_Task item_
Go through the records and give each one again exactly, omitting the images.

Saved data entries
───
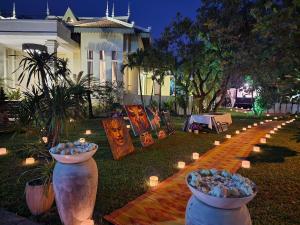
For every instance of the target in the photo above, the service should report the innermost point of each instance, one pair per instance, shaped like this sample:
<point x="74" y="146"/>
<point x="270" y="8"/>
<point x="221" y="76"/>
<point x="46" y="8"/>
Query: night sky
<point x="154" y="13"/>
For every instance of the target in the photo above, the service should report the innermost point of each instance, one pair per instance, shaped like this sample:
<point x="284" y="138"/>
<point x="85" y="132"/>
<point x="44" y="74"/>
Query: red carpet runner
<point x="166" y="204"/>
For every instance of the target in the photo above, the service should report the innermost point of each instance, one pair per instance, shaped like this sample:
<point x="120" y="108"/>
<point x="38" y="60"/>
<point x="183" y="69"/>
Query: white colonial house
<point x="95" y="45"/>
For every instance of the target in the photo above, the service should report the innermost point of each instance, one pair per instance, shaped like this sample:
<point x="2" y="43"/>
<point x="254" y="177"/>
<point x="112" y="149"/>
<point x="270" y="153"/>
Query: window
<point x="102" y="68"/>
<point x="90" y="62"/>
<point x="114" y="55"/>
<point x="114" y="71"/>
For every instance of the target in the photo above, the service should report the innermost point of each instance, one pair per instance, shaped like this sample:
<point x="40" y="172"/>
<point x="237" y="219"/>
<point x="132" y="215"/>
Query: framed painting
<point x="138" y="119"/>
<point x="118" y="137"/>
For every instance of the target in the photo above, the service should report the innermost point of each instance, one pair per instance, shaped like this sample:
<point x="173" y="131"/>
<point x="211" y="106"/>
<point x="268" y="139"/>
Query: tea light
<point x="256" y="148"/>
<point x="217" y="143"/>
<point x="228" y="136"/>
<point x="195" y="155"/>
<point x="153" y="181"/>
<point x="263" y="140"/>
<point x="181" y="165"/>
<point x="88" y="132"/>
<point x="45" y="139"/>
<point x="3" y="151"/>
<point x="29" y="161"/>
<point x="246" y="164"/>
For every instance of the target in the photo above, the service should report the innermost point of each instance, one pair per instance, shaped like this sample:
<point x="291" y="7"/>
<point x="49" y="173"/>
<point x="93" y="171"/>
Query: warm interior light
<point x="29" y="161"/>
<point x="246" y="164"/>
<point x="153" y="181"/>
<point x="256" y="148"/>
<point x="195" y="155"/>
<point x="181" y="165"/>
<point x="3" y="151"/>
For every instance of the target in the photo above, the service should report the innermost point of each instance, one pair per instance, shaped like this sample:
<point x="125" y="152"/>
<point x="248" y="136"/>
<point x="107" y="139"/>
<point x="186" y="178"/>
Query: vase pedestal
<point x="198" y="213"/>
<point x="75" y="187"/>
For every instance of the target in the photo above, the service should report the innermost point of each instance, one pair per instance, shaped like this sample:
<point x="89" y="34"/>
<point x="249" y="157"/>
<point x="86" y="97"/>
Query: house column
<point x="52" y="46"/>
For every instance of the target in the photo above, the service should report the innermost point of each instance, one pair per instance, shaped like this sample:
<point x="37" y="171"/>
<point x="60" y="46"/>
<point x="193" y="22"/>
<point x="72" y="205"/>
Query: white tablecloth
<point x="207" y="119"/>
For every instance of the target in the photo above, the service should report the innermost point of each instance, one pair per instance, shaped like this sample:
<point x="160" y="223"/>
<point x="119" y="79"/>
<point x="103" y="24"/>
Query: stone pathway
<point x="165" y="205"/>
<point x="8" y="218"/>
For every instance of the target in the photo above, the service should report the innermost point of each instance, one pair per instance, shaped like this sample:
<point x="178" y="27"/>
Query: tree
<point x="136" y="60"/>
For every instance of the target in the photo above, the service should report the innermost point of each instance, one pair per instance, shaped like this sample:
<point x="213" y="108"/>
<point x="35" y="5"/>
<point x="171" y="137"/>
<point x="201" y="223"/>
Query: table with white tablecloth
<point x="207" y="119"/>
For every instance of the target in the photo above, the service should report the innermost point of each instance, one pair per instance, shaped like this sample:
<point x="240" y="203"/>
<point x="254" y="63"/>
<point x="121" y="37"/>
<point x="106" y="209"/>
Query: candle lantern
<point x="3" y="151"/>
<point x="29" y="161"/>
<point x="195" y="155"/>
<point x="246" y="164"/>
<point x="256" y="148"/>
<point x="181" y="165"/>
<point x="153" y="181"/>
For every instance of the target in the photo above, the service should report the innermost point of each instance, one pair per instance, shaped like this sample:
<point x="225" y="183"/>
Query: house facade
<point x="95" y="45"/>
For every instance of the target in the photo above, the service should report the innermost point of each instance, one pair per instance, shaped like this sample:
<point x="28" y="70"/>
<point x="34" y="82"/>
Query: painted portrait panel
<point x="138" y="119"/>
<point x="146" y="139"/>
<point x="118" y="137"/>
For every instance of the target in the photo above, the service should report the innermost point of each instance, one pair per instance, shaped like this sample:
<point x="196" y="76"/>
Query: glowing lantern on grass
<point x="153" y="181"/>
<point x="256" y="148"/>
<point x="246" y="164"/>
<point x="195" y="155"/>
<point x="3" y="151"/>
<point x="29" y="161"/>
<point x="181" y="165"/>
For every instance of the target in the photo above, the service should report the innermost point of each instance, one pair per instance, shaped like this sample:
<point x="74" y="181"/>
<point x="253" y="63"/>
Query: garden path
<point x="165" y="205"/>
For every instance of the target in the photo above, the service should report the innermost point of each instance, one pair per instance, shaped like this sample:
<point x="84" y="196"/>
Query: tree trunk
<point x="141" y="91"/>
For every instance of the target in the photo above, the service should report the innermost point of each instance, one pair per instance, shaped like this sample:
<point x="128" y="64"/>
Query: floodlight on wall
<point x="31" y="47"/>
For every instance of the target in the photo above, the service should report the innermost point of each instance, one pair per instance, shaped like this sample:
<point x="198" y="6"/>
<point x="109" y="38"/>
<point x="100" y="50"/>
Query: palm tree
<point x="136" y="60"/>
<point x="47" y="68"/>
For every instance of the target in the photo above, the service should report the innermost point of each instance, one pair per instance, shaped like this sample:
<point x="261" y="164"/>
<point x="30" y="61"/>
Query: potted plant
<point x="39" y="190"/>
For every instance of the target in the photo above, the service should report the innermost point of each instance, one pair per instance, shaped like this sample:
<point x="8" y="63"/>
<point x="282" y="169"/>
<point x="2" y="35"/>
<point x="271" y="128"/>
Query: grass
<point x="119" y="181"/>
<point x="276" y="171"/>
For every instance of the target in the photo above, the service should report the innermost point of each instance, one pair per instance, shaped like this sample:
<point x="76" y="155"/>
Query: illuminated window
<point x="102" y="68"/>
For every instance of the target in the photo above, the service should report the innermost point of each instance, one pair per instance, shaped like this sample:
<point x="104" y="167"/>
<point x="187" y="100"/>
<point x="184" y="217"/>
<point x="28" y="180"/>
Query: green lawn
<point x="119" y="181"/>
<point x="276" y="171"/>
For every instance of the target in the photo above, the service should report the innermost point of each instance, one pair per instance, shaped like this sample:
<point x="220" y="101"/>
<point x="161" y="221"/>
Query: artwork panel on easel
<point x="138" y="119"/>
<point x="146" y="139"/>
<point x="118" y="137"/>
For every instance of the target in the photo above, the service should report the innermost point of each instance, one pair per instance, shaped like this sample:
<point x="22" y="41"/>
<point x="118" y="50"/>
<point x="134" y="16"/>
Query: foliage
<point x="14" y="94"/>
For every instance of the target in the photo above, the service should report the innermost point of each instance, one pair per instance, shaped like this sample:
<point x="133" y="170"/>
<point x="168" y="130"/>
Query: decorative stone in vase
<point x="75" y="186"/>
───
_Exercise result_
For every instance of the target in the photo above, the service should report the innermost point of each instance, one pair per instance, shaped like this sample:
<point x="74" y="146"/>
<point x="270" y="8"/>
<point x="221" y="76"/>
<point x="46" y="8"/>
Query: night sky
<point x="154" y="13"/>
For every instance of the target in the photo above, the service should report the innermost point of each instance, one pair per instance, shaped like this sample:
<point x="284" y="138"/>
<point x="85" y="132"/>
<point x="44" y="74"/>
Query: red carpet runner
<point x="166" y="204"/>
For every instance of the target in the photo above, the service should report the innermost point of each instance, one pair per instance, shaped like this sample:
<point x="120" y="108"/>
<point x="38" y="60"/>
<point x="183" y="69"/>
Query: white colonial house
<point x="95" y="45"/>
For every instance of the target in the photo above, the service should report the innermost point of each instance, one pair per instance, shaped like this sample:
<point x="2" y="43"/>
<point x="254" y="177"/>
<point x="112" y="149"/>
<point x="270" y="153"/>
Query: window
<point x="102" y="68"/>
<point x="90" y="62"/>
<point x="114" y="55"/>
<point x="114" y="71"/>
For every instance of the target in the photo above, the service should report the innermost point of each instance, one pair per instance, shaped like this sample:
<point x="40" y="172"/>
<point x="237" y="219"/>
<point x="132" y="215"/>
Query: framed painting
<point x="138" y="119"/>
<point x="118" y="137"/>
For every instance of the target in the photo above, the service should report the innermost point of each instance, one pair per instance, shaped like this sample:
<point x="173" y="131"/>
<point x="211" y="106"/>
<point x="268" y="139"/>
Query: tea light
<point x="256" y="148"/>
<point x="217" y="143"/>
<point x="228" y="136"/>
<point x="195" y="155"/>
<point x="153" y="181"/>
<point x="263" y="140"/>
<point x="181" y="165"/>
<point x="88" y="132"/>
<point x="45" y="139"/>
<point x="3" y="151"/>
<point x="29" y="161"/>
<point x="246" y="164"/>
For every instance of the target in the photo above, the service should report the innermost point of each instance, one pair per instance, shaped like this sample:
<point x="291" y="7"/>
<point x="49" y="173"/>
<point x="93" y="171"/>
Query: warm interior light
<point x="29" y="161"/>
<point x="246" y="164"/>
<point x="153" y="181"/>
<point x="256" y="148"/>
<point x="195" y="155"/>
<point x="181" y="165"/>
<point x="3" y="151"/>
For every instance of the target in the photo above, the service should report the innermost point of each instance, one pair per instance, shaped like this sample:
<point x="125" y="152"/>
<point x="248" y="136"/>
<point x="107" y="139"/>
<point x="186" y="178"/>
Query: vase pedestal
<point x="198" y="213"/>
<point x="75" y="187"/>
For every instance of the target in the photo above, the service should report the innermost point of each instance, one pair per instance, shaped like this sample:
<point x="89" y="34"/>
<point x="249" y="157"/>
<point x="86" y="97"/>
Query: house column
<point x="52" y="46"/>
For every instance of the target in the photo above, the service should report the innermost point of each instance, one pair per instance, shaped like this sample:
<point x="37" y="171"/>
<point x="60" y="46"/>
<point x="193" y="22"/>
<point x="72" y="205"/>
Query: white tablecloth
<point x="207" y="119"/>
For every instance of the target in the photo above, the service should report the innermost point of each instance, one pair per instance, shaped like this sample:
<point x="160" y="223"/>
<point x="119" y="79"/>
<point x="103" y="24"/>
Query: stone pathway
<point x="165" y="205"/>
<point x="8" y="218"/>
For every instance of the target in the photo above, the service should report the innermost point of each instance, one pair per instance, shaped like this sample:
<point x="178" y="27"/>
Query: tree
<point x="136" y="60"/>
For every instance of the target in the photo above, the service should report the innermost point of each instance, one pair per instance, shaped like this sample:
<point x="213" y="108"/>
<point x="35" y="5"/>
<point x="171" y="137"/>
<point x="201" y="223"/>
Query: table with white tablecloth
<point x="207" y="119"/>
For every instance of the target in the photo above, the service should report the innermost point of each instance, one pair per instance, shaped like this sample:
<point x="240" y="203"/>
<point x="254" y="63"/>
<point x="121" y="37"/>
<point x="106" y="209"/>
Query: candle lantern
<point x="3" y="151"/>
<point x="29" y="161"/>
<point x="195" y="155"/>
<point x="246" y="164"/>
<point x="256" y="148"/>
<point x="181" y="165"/>
<point x="153" y="181"/>
For every instance of the target in the photo above, the service should report the innermost point of each instance, one pair per instance, shaped like this sample:
<point x="225" y="183"/>
Query: house facade
<point x="95" y="45"/>
For every instance of the target in the photo above, the service should report the innermost point of each instance, one pair per instance, shaped like this sample:
<point x="28" y="70"/>
<point x="34" y="82"/>
Query: painted portrait panel
<point x="138" y="119"/>
<point x="146" y="139"/>
<point x="118" y="137"/>
For every instance of the target in the photo above, the service should report the innermost point of each instance, one pair per instance, shaped like this sample:
<point x="196" y="76"/>
Query: glowing lantern on grass
<point x="153" y="181"/>
<point x="256" y="148"/>
<point x="246" y="164"/>
<point x="195" y="155"/>
<point x="3" y="151"/>
<point x="29" y="161"/>
<point x="181" y="165"/>
For every instance of the target in the photo above, the service should report the innermost point of each instance, one pair per instance, shaped like this sample:
<point x="74" y="181"/>
<point x="253" y="63"/>
Query: garden path
<point x="165" y="205"/>
For every instance of the target in the photo above, the service should report the innermost point of each instance, one pair per instance, shaped like this sample:
<point x="84" y="196"/>
Query: tree trunk
<point x="141" y="91"/>
For every instance of the target in the photo above, the service should report the innermost point of each instance, one pair per instance, shaped like this sample:
<point x="128" y="64"/>
Query: floodlight on wall
<point x="31" y="47"/>
For every instance of the target in the photo above, the service should report the innermost point of each instance, one pair per instance, shaped like this sample:
<point x="198" y="6"/>
<point x="109" y="38"/>
<point x="100" y="50"/>
Query: palm tree
<point x="136" y="60"/>
<point x="47" y="68"/>
For every instance of the target in the photo above, the service should report the innermost point of each instance, one pair per instance, shaped like this sample:
<point x="261" y="164"/>
<point x="30" y="61"/>
Query: potted plant
<point x="39" y="190"/>
For every instance of the target in the photo above, the service should report the innermost point of each instance, one pair per instance, shaped like this sample:
<point x="8" y="63"/>
<point x="282" y="169"/>
<point x="2" y="35"/>
<point x="271" y="128"/>
Query: grass
<point x="119" y="181"/>
<point x="276" y="171"/>
For every instance of the target in the photo above, the service should report the innermost point of each instance, one pair per instance, shaped like this sample:
<point x="76" y="155"/>
Query: illuminated window
<point x="102" y="68"/>
For every instance of the target in the photo above, the service should report the innermost point of each instance, one pair per instance, shaped like this sample:
<point x="104" y="167"/>
<point x="187" y="100"/>
<point x="184" y="217"/>
<point x="28" y="180"/>
Query: green lawn
<point x="119" y="181"/>
<point x="276" y="171"/>
For every instance of the target in the photo above, the service should report the innermost point of each instance, one pair per instance, shaped like this sample:
<point x="220" y="101"/>
<point x="161" y="221"/>
Query: artwork panel on easel
<point x="138" y="119"/>
<point x="146" y="139"/>
<point x="118" y="137"/>
For every instance of the target in the photo above, the service should report the innermost point of each instance, one pair per instance, shaped like this sample:
<point x="22" y="41"/>
<point x="118" y="50"/>
<point x="134" y="16"/>
Query: foliage
<point x="14" y="94"/>
For every instance of the target in the photo above, the service should report the innermost point of each instance, one pair per instance, shaped like this sample:
<point x="133" y="170"/>
<point x="168" y="130"/>
Query: decorative stone in vase
<point x="75" y="186"/>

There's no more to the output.